[Excerpts from a location annotation dataset]
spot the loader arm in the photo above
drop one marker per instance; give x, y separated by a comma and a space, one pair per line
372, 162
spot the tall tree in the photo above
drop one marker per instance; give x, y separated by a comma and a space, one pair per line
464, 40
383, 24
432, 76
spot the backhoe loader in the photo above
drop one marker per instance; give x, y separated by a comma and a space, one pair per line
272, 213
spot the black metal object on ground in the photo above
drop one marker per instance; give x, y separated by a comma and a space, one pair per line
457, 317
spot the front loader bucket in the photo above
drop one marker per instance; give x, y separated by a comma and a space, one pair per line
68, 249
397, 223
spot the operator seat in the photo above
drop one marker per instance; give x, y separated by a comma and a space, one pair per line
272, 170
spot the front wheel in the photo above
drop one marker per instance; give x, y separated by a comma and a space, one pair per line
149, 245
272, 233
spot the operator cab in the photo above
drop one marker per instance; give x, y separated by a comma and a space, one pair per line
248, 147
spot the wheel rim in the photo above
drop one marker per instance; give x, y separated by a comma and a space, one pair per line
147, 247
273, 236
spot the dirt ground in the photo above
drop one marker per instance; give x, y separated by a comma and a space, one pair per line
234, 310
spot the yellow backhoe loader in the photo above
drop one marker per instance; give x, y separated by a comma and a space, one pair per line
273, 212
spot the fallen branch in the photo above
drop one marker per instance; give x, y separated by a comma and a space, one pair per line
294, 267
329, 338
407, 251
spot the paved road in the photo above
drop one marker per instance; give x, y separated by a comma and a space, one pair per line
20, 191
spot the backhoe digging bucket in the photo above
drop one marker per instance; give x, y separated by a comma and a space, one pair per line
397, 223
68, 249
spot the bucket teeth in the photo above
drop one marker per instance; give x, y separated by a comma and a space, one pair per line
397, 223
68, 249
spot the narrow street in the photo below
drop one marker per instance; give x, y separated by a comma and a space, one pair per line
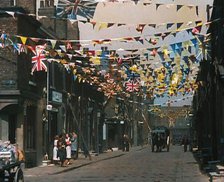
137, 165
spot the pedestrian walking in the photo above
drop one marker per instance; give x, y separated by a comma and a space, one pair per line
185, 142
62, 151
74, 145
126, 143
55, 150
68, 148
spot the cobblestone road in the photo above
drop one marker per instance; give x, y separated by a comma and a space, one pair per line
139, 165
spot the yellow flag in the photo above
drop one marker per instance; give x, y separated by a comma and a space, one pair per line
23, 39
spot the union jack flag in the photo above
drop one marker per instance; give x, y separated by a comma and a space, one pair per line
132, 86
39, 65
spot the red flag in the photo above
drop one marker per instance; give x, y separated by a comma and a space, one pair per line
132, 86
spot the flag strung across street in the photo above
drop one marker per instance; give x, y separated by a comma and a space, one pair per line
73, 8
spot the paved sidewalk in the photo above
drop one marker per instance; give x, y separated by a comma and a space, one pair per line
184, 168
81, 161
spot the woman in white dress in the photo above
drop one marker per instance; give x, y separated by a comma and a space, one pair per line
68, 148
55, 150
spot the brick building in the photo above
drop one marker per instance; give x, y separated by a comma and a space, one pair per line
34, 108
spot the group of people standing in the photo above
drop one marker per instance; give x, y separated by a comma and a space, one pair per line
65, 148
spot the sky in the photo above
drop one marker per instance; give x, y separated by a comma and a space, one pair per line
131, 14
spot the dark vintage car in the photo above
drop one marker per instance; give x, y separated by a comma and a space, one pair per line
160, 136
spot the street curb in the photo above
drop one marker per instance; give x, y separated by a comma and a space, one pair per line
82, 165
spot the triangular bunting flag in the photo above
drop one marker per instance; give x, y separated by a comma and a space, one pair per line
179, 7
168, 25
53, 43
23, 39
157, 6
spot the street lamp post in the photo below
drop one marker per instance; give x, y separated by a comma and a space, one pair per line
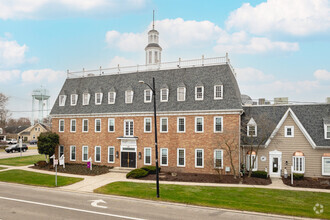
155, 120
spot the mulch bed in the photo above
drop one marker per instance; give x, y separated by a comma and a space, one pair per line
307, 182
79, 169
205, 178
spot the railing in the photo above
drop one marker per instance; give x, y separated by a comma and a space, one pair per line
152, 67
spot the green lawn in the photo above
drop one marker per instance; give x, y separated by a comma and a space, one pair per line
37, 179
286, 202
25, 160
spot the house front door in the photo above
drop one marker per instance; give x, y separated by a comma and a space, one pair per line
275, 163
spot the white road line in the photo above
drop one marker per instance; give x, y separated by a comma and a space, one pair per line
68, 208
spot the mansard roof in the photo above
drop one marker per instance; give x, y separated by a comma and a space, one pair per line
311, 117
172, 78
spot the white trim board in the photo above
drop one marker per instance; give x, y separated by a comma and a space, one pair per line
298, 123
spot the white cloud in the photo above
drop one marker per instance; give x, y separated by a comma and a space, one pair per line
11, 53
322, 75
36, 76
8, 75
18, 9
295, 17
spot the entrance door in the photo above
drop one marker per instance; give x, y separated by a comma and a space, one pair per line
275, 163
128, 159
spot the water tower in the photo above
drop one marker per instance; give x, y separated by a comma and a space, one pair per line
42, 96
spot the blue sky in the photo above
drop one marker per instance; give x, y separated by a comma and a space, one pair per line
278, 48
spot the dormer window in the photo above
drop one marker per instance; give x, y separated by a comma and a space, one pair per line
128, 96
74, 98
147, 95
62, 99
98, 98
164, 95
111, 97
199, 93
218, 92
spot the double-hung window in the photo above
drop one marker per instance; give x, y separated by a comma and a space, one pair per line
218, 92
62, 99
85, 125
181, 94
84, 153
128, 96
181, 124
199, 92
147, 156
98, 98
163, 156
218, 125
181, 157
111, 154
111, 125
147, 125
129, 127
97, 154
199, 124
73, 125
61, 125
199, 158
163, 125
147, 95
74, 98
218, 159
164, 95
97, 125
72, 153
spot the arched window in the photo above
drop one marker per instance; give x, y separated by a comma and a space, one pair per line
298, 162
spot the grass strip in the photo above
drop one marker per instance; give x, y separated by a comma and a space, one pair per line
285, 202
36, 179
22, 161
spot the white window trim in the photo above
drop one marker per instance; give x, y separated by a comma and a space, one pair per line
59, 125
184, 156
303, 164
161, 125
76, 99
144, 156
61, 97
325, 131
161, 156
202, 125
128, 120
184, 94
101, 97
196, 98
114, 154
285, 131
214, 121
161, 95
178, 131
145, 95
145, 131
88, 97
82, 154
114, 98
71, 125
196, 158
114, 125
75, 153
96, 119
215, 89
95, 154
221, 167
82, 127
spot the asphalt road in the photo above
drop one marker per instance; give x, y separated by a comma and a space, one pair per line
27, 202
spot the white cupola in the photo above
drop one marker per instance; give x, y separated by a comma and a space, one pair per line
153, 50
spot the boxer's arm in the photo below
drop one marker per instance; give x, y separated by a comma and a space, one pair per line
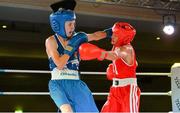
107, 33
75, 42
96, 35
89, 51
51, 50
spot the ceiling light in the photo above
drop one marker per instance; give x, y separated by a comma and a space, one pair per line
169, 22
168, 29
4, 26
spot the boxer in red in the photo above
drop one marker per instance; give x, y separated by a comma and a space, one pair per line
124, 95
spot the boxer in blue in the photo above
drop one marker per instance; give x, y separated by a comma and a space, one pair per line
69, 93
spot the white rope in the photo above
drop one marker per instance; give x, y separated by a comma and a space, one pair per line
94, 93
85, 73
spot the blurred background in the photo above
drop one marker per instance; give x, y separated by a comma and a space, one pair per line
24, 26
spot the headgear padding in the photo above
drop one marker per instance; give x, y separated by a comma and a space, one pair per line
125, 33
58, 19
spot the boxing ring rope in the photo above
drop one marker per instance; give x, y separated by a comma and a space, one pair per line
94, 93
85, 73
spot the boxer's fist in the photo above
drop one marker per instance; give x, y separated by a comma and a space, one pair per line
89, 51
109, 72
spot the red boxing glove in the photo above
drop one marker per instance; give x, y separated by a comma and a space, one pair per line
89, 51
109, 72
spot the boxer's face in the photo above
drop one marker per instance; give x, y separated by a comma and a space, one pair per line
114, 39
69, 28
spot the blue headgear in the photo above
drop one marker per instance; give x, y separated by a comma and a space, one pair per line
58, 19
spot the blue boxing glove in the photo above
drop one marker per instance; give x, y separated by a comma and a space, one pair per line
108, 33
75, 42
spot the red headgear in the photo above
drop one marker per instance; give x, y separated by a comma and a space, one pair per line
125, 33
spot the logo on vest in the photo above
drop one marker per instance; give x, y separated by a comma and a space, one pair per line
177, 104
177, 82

...

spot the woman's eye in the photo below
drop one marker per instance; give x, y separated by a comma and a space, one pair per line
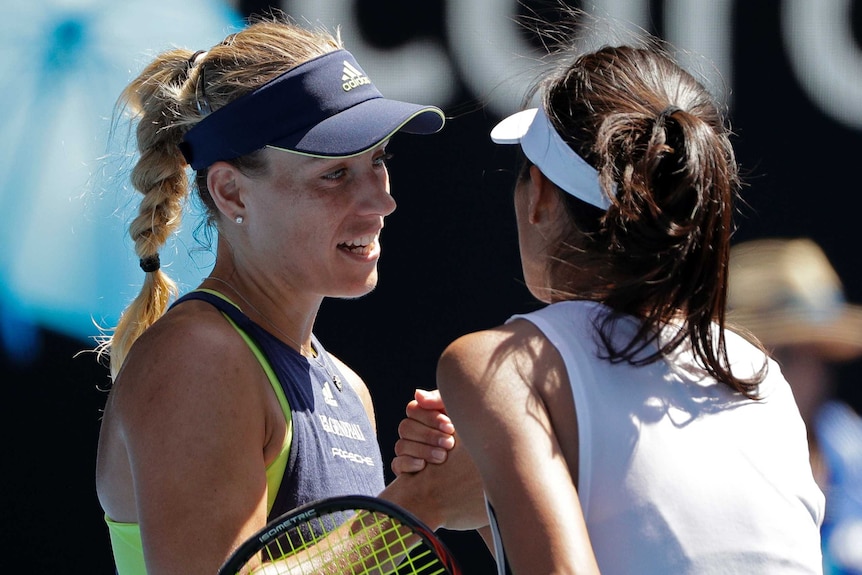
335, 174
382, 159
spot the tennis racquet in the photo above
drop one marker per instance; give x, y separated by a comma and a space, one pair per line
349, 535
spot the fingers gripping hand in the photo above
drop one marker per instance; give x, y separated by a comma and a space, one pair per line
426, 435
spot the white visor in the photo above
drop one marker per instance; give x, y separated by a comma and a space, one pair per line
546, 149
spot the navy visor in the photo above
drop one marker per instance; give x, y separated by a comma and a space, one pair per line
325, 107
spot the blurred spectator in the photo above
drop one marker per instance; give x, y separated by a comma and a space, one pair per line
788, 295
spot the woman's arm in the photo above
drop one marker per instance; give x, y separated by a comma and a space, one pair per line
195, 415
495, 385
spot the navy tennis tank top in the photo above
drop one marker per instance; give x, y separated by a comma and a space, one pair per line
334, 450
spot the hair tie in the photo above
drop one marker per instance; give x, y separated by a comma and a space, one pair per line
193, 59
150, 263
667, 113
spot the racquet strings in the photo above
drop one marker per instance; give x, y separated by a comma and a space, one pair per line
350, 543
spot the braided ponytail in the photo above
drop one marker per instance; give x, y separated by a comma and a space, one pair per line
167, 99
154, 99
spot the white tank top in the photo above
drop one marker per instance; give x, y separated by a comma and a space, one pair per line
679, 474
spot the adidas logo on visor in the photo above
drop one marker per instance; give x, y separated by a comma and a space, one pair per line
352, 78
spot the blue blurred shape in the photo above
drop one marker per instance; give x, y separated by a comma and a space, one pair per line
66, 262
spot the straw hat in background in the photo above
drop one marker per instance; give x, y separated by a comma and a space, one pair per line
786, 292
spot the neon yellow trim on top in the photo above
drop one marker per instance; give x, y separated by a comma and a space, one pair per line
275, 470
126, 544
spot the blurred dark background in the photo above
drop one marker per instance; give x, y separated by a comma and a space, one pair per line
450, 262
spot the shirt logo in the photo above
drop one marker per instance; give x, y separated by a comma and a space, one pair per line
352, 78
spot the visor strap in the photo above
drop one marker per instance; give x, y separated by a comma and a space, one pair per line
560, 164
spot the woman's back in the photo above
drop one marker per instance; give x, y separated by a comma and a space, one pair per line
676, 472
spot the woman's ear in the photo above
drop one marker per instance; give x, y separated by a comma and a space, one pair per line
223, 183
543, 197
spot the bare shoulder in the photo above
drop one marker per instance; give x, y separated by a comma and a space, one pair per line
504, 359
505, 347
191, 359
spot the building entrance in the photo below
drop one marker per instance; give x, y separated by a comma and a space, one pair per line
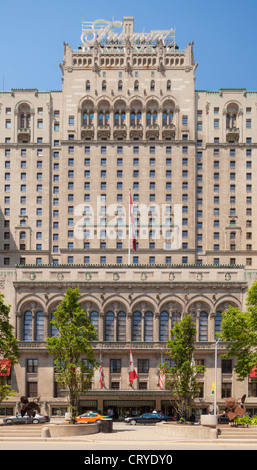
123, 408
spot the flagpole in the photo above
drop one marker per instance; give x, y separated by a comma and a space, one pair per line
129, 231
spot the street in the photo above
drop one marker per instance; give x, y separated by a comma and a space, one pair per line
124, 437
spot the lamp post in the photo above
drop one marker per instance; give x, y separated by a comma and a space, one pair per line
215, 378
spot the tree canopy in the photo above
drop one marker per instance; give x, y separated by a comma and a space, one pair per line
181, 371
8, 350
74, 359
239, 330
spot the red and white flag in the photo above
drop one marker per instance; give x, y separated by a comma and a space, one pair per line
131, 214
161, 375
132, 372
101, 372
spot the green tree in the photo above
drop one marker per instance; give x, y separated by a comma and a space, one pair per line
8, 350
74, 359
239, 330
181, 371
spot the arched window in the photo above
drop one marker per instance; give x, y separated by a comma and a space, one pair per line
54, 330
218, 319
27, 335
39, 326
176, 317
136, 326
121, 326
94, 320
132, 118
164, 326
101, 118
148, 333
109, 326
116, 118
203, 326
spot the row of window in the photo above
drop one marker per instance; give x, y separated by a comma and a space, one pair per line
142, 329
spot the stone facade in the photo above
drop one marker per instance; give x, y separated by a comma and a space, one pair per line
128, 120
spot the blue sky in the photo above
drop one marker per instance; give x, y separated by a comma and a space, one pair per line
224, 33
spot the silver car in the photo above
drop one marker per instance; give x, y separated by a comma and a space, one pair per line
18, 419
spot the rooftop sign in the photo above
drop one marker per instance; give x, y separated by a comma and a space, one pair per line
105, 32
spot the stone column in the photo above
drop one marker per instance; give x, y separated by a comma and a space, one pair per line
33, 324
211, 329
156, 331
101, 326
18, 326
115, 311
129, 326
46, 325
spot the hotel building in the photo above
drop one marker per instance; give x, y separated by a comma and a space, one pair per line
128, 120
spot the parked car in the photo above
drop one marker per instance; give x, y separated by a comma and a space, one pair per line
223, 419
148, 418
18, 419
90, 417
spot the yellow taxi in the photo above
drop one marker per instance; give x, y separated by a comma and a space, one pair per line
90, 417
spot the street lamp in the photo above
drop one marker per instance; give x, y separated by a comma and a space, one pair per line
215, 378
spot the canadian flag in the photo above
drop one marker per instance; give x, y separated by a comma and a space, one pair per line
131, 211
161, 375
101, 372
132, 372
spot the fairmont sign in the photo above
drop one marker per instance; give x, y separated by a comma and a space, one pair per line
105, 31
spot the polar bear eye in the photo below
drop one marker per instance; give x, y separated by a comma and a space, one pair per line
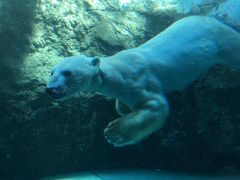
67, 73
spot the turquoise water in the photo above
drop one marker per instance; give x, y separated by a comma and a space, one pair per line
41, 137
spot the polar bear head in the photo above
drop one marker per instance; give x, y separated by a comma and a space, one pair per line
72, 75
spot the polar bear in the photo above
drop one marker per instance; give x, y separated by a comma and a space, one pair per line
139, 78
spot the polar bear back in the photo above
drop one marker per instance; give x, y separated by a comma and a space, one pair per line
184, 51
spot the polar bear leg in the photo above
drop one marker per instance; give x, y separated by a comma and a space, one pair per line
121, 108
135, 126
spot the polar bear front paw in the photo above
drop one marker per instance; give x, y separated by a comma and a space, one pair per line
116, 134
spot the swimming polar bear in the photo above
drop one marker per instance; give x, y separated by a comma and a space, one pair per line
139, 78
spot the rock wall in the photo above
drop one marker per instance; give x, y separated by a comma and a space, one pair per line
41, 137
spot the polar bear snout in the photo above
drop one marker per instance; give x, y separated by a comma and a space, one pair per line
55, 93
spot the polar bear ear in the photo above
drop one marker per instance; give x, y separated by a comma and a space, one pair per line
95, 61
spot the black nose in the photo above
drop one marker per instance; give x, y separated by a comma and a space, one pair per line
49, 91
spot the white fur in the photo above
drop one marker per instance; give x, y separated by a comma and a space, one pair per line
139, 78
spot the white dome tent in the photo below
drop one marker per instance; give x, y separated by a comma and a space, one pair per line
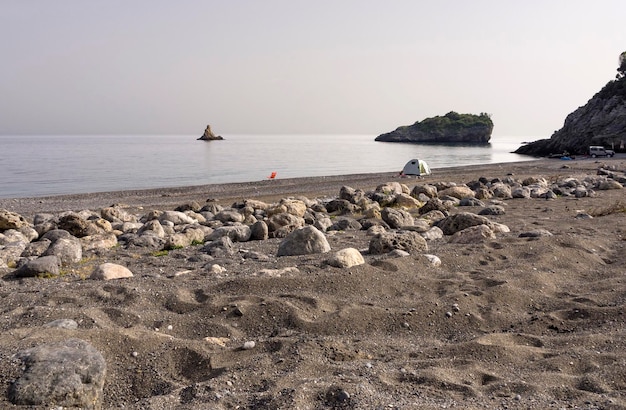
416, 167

==

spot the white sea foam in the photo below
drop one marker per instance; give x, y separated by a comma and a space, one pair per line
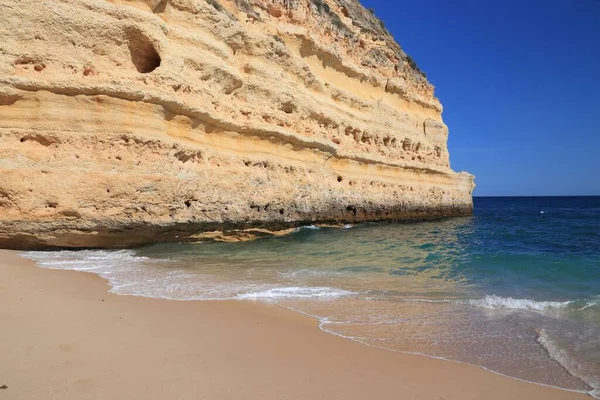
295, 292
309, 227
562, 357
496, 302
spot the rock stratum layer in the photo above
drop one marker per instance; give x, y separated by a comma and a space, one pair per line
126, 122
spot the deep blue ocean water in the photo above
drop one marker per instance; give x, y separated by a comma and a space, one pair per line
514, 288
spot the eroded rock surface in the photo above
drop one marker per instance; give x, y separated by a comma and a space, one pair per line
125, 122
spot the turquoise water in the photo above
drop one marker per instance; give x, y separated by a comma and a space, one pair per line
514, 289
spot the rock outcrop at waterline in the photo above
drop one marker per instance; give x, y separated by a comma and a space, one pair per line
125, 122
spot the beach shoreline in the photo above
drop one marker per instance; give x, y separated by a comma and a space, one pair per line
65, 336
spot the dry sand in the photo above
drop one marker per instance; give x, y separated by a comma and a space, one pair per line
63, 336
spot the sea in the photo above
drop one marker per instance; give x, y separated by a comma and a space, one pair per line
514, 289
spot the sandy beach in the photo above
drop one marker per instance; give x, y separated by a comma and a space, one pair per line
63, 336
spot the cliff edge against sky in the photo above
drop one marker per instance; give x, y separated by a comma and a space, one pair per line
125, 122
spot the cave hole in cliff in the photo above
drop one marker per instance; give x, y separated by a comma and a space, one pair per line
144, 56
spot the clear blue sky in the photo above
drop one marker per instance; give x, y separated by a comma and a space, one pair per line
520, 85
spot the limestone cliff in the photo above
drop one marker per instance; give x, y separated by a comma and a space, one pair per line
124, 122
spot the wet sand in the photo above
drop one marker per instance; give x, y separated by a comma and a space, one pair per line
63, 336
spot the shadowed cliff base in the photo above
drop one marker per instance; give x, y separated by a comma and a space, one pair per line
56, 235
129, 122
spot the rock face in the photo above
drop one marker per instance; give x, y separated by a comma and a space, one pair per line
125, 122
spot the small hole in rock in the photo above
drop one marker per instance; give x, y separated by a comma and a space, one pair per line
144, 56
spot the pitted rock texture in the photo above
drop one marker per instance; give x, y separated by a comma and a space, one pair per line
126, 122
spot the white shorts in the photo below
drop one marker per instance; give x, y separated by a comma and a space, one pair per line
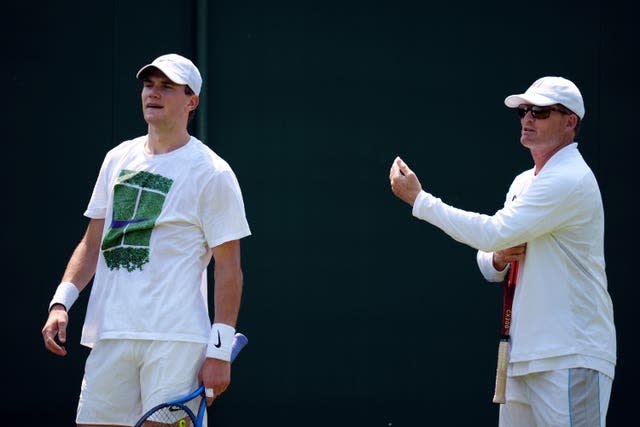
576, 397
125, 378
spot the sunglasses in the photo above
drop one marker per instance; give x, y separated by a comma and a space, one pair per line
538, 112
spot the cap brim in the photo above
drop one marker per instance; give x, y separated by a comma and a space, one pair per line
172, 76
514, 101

Problem to work on
Please count the lines above that contain the string "trim", treating uppercase and lowercase as different, and reply with the number alone.

Problem solution
3